- _REQUIREMENT_
Continue the book review posts below, picking up right after the final sentence of the Deep Down review.

## START TEXT PROVIDED

Tuesday, May 7, 2013

The Prophet by Amanda Stevens

I have now read all the books in The Graveyard Queen series by Amanda Stevens, The Prophet, being the third one; there is a fourth due for release later this year.  I always read a series in order, and I always recommend others do too.  With most series you can start anywhere and then go back to the beginning to read them in order and be able to follow the developments because generally speaking events from previous books might be referenced but not integral to the current book's story.  Some series, such Tana French's Dublin Murder Squad series, can be read in any order because main characters don't recur from book to book and thus the developments from previous books have no bearing whatsoever on later installments.  With The Graveyard Queen series it is really imperative to read them in order.  Elements in the first one set up the main stories for the second and third (especially the third) and events in the second one inform changes in Amelia's character and are referenced throughout the story in the third book.  Now pretty much everything set up in the first two books has been wrapped up in the third book, however, there's a couple elements in the third book that presumably set up the main story for the next book.

If you read the review for the first book, you know I had some reservations about the series.  Basically the most interesting and best thing about the series is the cemetery customs and traditions and history that plays a role in the book.  However, in this third book, there isn't much cemetery restoring going on and thus that part of the book is lacking.  Ultimately this series is not as expertly written or characterized as some other series might be.  But it is a quick read to read between other substantial books.

Amelia, our erstwhile cemetery restorer and ghost seer, is back in Charleston recovering from the events that took place in Asher Falls; these events have left her both physically and emotionally scarred and traumatized and have seemingly changed her.  Amelia is now reluctantly coerced into finding a dead cop's murderer by the ghost of the dead cop himself (whom we first met in the first book).  This ghost is different from the others: he manifests in a way that at first fooled Amelia into thinking he was still a live human being, and he is determined to track down his killer so that he can finally have some peace and move on.

As Amelia digs into this mystery (somewhat clumsily because she is more researcher/restorer than hardened detective) it becomes obvious to her that all roads lead to Devlin, the magnetic, charismatic detective haunted by the possessive ghost of his wife and the ghost of his daughter, who is increasingly appealing to Amelia for help.  It also appears that there is more to the deaths of Devlin's wife and daughter and that they might be linked to cop's murder, but what's the connection?

The end of the story unexpectedly reveals some heartbreaking twists to the mysteries.

--Reviewed by Ms. Angie

Friday, May 3, 2013

Deep Down by Deborah Coates

Deep Down is the second installment in the series by Deborah Coates that features Hallie Michaels, the Afghanistan War veteran who died in an IED explosion, was resuscitated, and now sees dead people.   (See the review for the first book here.) If I'm honest with myself, I need another book series to follow like I need another hole in the head, but this one has me hook, line and sinker.  Coates does the supernatural, ghost stuff extremely well and her characterization of her heroine is vivid and full of personality.  This new book takes up about two months since the events of the last book in which some crazy, psycho dude tried to use some dark magic hoodoo stuff to control the weather (yeah, you should really read that one first and then read this one).  As this story progresses it appears that the previous events' aftermath and effects are still being felt and dealt with in this novel and may be slightly more connected to the current events detailed in this story than initially thought.

## END TEXT PROVIDED
## START RECORDED DATA

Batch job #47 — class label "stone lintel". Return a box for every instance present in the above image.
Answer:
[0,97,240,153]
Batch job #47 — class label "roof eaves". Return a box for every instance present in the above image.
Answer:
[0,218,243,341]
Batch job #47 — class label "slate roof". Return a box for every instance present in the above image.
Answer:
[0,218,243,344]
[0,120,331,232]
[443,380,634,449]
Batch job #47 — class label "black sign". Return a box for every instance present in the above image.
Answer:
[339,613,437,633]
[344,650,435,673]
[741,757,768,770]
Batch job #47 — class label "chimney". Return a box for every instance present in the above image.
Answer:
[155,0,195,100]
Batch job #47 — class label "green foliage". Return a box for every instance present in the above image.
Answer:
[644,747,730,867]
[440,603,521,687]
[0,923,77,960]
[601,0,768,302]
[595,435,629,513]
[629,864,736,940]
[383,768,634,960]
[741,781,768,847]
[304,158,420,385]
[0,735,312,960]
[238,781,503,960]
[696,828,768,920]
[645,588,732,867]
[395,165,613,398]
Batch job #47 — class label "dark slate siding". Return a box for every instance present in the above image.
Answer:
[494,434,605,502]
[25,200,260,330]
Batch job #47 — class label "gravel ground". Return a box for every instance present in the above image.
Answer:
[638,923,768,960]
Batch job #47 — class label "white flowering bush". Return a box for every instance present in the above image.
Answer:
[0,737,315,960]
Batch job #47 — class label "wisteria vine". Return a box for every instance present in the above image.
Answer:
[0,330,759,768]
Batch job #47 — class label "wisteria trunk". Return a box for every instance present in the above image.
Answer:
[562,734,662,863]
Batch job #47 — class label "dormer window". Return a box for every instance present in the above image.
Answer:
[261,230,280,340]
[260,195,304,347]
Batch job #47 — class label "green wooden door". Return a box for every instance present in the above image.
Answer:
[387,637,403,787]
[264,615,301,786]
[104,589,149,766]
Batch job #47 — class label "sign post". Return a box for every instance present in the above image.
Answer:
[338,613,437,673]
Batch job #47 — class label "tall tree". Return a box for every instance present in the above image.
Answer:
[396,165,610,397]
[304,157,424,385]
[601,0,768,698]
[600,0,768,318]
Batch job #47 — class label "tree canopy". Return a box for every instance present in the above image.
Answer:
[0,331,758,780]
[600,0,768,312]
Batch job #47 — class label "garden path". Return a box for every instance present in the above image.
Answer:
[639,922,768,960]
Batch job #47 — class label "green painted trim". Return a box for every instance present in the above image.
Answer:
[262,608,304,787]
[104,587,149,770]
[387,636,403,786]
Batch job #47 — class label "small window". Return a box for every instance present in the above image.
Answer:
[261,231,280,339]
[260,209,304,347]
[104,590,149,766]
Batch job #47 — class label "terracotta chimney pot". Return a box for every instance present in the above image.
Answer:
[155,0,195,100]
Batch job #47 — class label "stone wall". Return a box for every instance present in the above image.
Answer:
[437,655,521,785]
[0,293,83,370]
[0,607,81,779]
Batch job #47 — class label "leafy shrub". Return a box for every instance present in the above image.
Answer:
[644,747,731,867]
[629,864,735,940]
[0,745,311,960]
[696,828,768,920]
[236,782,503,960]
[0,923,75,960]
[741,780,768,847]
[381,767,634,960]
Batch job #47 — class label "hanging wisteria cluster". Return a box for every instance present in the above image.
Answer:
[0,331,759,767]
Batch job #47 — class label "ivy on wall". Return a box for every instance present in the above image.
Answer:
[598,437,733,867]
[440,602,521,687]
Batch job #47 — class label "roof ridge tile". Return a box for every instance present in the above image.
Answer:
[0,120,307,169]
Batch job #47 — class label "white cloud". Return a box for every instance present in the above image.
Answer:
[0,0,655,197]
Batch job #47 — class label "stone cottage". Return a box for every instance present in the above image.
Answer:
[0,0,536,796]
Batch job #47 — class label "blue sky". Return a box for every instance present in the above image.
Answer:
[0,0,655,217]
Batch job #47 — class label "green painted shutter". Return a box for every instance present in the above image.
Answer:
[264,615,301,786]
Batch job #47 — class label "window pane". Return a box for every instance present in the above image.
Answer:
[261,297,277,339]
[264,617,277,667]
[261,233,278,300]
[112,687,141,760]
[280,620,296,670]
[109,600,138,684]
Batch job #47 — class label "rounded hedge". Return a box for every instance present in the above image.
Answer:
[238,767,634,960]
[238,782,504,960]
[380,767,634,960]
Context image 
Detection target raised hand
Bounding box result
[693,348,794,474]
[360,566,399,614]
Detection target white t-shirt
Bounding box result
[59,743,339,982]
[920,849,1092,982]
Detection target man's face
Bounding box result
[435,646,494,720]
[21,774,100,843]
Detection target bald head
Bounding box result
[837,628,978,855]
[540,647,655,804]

## END RECORDED DATA

- _RESPONSE TO THIS EXERCISE_
Hallie's still in South Dakota working on her family's ranch and dealing with the physical fallout from her confrontation with the aforementioned crazy, psycho dude.  But it's a couple weeks since last she's seen a ghost and nearly that long since she's had one of the blinding, debilitating headaches that often herald an encounter with the supernatural.  Unfortunately, South Dakota has become a vortex for all things supernatural, and this respite from life endangering supernatural confrontations won't last much longer.

When an elderly neighbor's son asks Hallie's father to check on his mother, Hallie's father sends her instead.  Upon Hallie's arrival she's greeted by both a pack of black dogs that stalk the edge of the neighbor's property and the rifle toting elderly neighbor, Pabby.  Pabby is surprised that Hallie can see the black dogs, whose numbers multiply every day, because it seems that only Pabby is able to see them.  Hallie knows these dogs are not of this world nor are they ghosts.  It's soon discovered that they are harbingers of death and where these dogs go, reapers soon follow.  As the story hums along it becomes apparent that these are also harbingers of the complicated consequences of the events of the previous book--because the after effects are not over and this world and the next and the boundaries that separate them have been seemingly irreparably altered to the detriment of both realms.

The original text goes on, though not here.